(Records from a point labeling set)
++++

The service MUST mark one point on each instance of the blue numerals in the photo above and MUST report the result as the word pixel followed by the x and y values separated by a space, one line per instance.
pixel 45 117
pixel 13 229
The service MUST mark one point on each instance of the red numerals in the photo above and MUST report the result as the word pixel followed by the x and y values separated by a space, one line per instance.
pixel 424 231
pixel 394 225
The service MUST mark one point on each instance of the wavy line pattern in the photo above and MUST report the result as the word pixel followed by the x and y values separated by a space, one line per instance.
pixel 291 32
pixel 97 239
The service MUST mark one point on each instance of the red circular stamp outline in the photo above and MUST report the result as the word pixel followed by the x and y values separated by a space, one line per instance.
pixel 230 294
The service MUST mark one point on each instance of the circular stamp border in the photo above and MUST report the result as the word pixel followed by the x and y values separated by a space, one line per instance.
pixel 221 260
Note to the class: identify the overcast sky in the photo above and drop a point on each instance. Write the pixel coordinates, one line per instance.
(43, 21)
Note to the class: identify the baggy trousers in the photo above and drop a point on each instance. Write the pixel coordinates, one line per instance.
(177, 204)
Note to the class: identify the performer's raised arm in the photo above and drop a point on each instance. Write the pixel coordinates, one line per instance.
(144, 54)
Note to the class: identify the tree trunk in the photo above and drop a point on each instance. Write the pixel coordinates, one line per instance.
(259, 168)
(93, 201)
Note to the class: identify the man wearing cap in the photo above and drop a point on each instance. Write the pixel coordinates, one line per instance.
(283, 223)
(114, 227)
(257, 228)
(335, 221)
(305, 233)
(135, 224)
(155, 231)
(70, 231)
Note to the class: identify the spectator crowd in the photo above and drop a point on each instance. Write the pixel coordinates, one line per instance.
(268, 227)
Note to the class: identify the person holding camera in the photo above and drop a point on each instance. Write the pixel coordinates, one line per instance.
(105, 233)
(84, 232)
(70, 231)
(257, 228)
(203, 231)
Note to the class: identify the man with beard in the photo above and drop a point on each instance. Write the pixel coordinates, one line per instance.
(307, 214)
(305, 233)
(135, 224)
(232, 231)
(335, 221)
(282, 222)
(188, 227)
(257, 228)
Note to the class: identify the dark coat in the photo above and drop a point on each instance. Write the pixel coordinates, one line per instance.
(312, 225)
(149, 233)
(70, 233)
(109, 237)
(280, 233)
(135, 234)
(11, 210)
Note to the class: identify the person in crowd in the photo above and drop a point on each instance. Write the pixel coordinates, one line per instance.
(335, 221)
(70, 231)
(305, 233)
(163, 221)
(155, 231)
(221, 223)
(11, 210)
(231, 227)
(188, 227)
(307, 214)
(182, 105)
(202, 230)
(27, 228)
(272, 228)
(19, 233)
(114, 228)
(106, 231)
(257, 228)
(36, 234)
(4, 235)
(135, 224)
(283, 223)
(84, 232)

++++

## [EXERCISE AIM]
Give back exactly the lines from the one containing "Note to the class: identify the man with" to the end of the material, both ends included.

## [EXPECTED OUTPUT]
Note to the class: identify the man with beard in the photo above and drop a point on each instance. Write the pixel coordinates, one line per instance.
(307, 214)
(305, 233)
(135, 224)
(232, 231)
(335, 221)
(282, 222)
(188, 227)
(257, 228)
Note to the class: identify the dark coat in the photo above and drop a point on each instance. Write the pixel coordinates, one line per instance.
(312, 225)
(149, 233)
(70, 233)
(109, 237)
(280, 233)
(135, 234)
(11, 210)
Note to the class: identify the person in crowd in the photo above and drop a point on each instance. Write the pixel coordinates, one line per instance.
(335, 221)
(70, 231)
(305, 233)
(163, 221)
(155, 231)
(221, 223)
(11, 210)
(231, 227)
(188, 227)
(307, 214)
(182, 105)
(202, 230)
(27, 228)
(272, 228)
(19, 233)
(114, 228)
(106, 231)
(257, 228)
(36, 234)
(4, 235)
(135, 224)
(283, 223)
(84, 232)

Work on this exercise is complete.